##### Entries provided #####

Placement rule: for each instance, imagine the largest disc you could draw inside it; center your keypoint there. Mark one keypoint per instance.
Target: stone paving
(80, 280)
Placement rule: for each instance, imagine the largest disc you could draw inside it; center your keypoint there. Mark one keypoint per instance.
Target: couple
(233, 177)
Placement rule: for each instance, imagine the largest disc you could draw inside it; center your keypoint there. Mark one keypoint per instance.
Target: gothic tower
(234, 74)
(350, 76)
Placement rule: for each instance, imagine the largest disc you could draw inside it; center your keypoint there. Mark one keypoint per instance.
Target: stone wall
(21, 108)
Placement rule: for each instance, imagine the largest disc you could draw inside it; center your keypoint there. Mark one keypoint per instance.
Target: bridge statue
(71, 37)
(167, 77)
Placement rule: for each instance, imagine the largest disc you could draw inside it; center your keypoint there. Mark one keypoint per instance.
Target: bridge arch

#####

Print out all of the data above word for word.

Placement rule: for each instance, imagine the largest disc you could draw inside it; center your keypoint there. Mark one keypoint per instance.
Target: stone paving
(80, 280)
Placement rule: for each instance, imagine the largest disc you could draw inside it; center your keypoint there. Mark one keypoint per instance.
Target: couple
(233, 177)
Placement rule: for each instance, imagine the largest disc you could draw inside it; center your keypoint there. Mark one keypoint per instance.
Target: gothic tower
(234, 74)
(350, 76)
Placement rule: for each instance, imagine the largest disc you could draw inside it; center your keypoint there. Mark one keypoint per instance.
Target: stone wall
(21, 108)
Placement rule: for each instance, imagine the largest disc you could draw inside it; center your keypoint there. Mark one keypoint per instance.
Target: bridge statue
(71, 37)
(167, 77)
Placement rule: for each instance, imagine the largest disc you could draw inside it; center your keypoint there. Mark one keypoint per instance.
Target: bridge arch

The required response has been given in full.